● Exercise task:
Replace "simplified polygon" with "approximate polygon" in each of the rows below and leave every other character unchanged.

Labeled area outline entries:
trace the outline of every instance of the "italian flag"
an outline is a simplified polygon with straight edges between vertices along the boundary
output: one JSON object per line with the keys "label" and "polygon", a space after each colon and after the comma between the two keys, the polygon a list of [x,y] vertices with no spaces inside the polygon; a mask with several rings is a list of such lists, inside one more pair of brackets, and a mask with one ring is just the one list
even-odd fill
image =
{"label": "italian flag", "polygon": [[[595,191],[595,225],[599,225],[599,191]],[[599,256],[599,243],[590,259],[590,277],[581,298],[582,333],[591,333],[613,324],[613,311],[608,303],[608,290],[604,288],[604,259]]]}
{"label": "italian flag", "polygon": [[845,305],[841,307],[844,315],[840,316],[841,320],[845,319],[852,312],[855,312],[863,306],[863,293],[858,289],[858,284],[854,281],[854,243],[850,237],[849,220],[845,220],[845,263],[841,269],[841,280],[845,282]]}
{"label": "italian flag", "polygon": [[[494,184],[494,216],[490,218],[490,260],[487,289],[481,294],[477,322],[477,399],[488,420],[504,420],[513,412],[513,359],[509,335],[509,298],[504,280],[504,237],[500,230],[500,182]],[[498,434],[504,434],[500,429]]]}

● Result of the exercise:
trace the outline of every instance of the "italian flag"
an outline is a approximate polygon with straight edges between vertices along the boundary
output: one JSON object per line with the keys "label" and "polygon", a space after each colon and after the comma between the two keys, the polygon a list of [x,y] vertices with no spaces inside the polygon; a mask with several rings is a list of such lists, inside one more pair of brackets, and a mask with one ring is just the one list
even-odd fill
image =
{"label": "italian flag", "polygon": [[[595,191],[595,225],[599,225],[599,191]],[[599,256],[599,243],[590,259],[590,277],[581,298],[582,333],[591,333],[613,324],[613,311],[608,303],[608,290],[604,288],[604,259]]]}
{"label": "italian flag", "polygon": [[845,305],[841,307],[844,315],[840,316],[841,320],[845,319],[852,312],[855,312],[863,306],[863,293],[858,289],[858,284],[854,281],[854,243],[850,237],[849,220],[845,220],[845,263],[841,269],[841,280],[845,282]]}
{"label": "italian flag", "polygon": [[[494,184],[494,216],[490,218],[490,260],[487,289],[481,294],[477,322],[477,399],[488,420],[504,420],[513,412],[513,359],[509,335],[509,298],[504,280],[504,237],[500,230],[500,182]],[[498,434],[504,434],[500,429]]]}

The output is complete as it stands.